EINGABEN ZUR ÜBUNG:
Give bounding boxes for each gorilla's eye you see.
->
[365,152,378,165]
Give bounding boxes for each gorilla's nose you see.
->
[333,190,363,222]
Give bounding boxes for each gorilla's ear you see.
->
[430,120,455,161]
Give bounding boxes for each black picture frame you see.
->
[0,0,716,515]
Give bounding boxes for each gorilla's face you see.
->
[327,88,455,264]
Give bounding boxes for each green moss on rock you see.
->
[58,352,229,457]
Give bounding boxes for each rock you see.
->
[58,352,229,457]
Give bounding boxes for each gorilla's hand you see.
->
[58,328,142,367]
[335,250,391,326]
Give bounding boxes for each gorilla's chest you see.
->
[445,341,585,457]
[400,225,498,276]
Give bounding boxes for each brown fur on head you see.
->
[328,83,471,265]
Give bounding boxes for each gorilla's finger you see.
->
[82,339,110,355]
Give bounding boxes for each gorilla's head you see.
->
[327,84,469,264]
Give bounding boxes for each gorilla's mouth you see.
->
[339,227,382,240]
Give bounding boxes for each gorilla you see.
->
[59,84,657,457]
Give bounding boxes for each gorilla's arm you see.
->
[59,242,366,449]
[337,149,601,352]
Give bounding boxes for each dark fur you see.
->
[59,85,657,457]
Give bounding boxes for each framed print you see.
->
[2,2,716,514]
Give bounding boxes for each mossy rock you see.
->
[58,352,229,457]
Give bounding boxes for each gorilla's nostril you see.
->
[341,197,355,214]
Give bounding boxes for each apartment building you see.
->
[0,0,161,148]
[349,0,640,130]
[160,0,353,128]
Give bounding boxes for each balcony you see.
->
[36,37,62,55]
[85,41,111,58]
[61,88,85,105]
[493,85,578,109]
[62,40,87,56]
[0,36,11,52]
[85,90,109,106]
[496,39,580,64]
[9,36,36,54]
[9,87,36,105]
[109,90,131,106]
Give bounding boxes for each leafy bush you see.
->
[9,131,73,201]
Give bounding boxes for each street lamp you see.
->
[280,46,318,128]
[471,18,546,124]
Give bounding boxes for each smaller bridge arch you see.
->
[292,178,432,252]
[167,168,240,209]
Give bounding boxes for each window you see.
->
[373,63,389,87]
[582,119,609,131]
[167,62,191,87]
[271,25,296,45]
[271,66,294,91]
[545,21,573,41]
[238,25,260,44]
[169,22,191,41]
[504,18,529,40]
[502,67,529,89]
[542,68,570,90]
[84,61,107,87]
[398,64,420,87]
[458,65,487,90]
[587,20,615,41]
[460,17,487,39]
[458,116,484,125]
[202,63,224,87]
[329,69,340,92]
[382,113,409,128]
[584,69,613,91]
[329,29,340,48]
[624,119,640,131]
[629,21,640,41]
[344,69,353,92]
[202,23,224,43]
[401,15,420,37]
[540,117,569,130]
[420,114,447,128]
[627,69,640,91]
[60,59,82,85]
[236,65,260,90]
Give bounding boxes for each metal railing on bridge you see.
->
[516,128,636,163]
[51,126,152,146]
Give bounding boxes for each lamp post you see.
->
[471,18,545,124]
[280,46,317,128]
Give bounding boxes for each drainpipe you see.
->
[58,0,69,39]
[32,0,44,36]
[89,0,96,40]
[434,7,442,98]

ZIEL:
Schreib alle Einträge oben Zeile für Zeile unverändert ab.

ANTWORT:
Give bounding boxes for each gorilla's eye you see.
->
[365,152,378,165]
Give bounding boxes for each gorilla's nose you see.
->
[333,190,363,222]
Give bounding boxes for each gorilla's ear you see.
->
[430,120,455,161]
Give bounding boxes for each black picture frame you see.
->
[0,0,716,515]
Give bounding boxes for each gorilla's face you see.
->
[327,88,455,264]
Give bounding boxes for each green moss on rock you see.
->
[58,352,229,457]
Give bounding boxes for each rock you see.
->
[58,352,229,457]
Give bounding boxes for each gorilla's hand you see.
->
[58,328,142,367]
[335,250,391,326]
Give bounding boxes for each gorilla's chest you see.
->
[445,341,585,457]
[400,225,498,276]
Give bounding boxes for each brown fur on head you see.
->
[328,83,471,265]
Give bounding boxes for each gorilla's finger you see.
->
[82,339,110,355]
Give bounding boxes for each gorilla's head you see.
->
[327,84,469,264]
Give bounding boxes for each gorilla's mouth you see.
->
[339,227,382,240]
Give bounding boxes for each gorilla you see.
->
[59,84,657,457]
Give bounding boxes for each gorilla's arm you see.
->
[59,242,366,449]
[337,149,601,352]
Give bounding boxes for each dark fur you see.
->
[59,85,657,457]
Give bounding boxes for each framed print you see.
->
[2,2,716,514]
Give bounding boxes for each mossy rock you see.
->
[58,352,229,457]
Give bounding boxes for each gorilla's nostril you see.
->
[341,197,355,214]
Give bounding boxes for each apartment building you see.
->
[0,0,161,148]
[349,0,640,130]
[160,0,353,128]
Give bounding boxes for each balcony you see.
->
[36,37,62,55]
[85,41,111,58]
[61,88,85,105]
[493,85,578,109]
[62,40,87,56]
[0,36,11,52]
[85,90,109,106]
[496,39,580,64]
[9,36,36,54]
[9,87,36,105]
[109,90,131,106]
Give bounding boxes for each leafy bush you see.
->
[9,131,73,201]
Give bounding boxes for each street lamp you see.
->
[280,46,318,128]
[471,18,546,124]
Give bounding boxes for each smaller bridge arch you see.
->
[292,178,432,252]
[167,168,240,209]
Give bounding boxes for each window you see.
->
[373,63,389,87]
[582,119,609,131]
[167,62,191,87]
[271,25,296,45]
[271,66,294,91]
[545,21,573,41]
[238,25,260,44]
[169,22,191,41]
[504,18,529,40]
[502,67,529,89]
[542,68,570,90]
[84,61,107,87]
[398,64,420,87]
[458,65,487,90]
[587,20,615,41]
[460,17,487,39]
[458,116,484,125]
[202,63,224,87]
[329,69,340,92]
[382,113,409,128]
[584,69,613,91]
[329,29,340,48]
[624,119,640,131]
[629,21,640,41]
[344,69,353,92]
[202,23,224,43]
[401,15,420,37]
[540,117,569,130]
[420,114,447,128]
[627,69,640,91]
[60,59,82,85]
[236,65,260,90]
Give bounding boxes for each metal railing on bridge you see.
->
[516,128,636,163]
[51,126,152,146]
Give bounding boxes for each lamp post you see.
->
[471,18,545,124]
[280,46,317,128]
Give bounding boxes for each drainpipe you see.
->
[58,0,69,39]
[32,0,44,36]
[89,0,96,40]
[434,7,442,98]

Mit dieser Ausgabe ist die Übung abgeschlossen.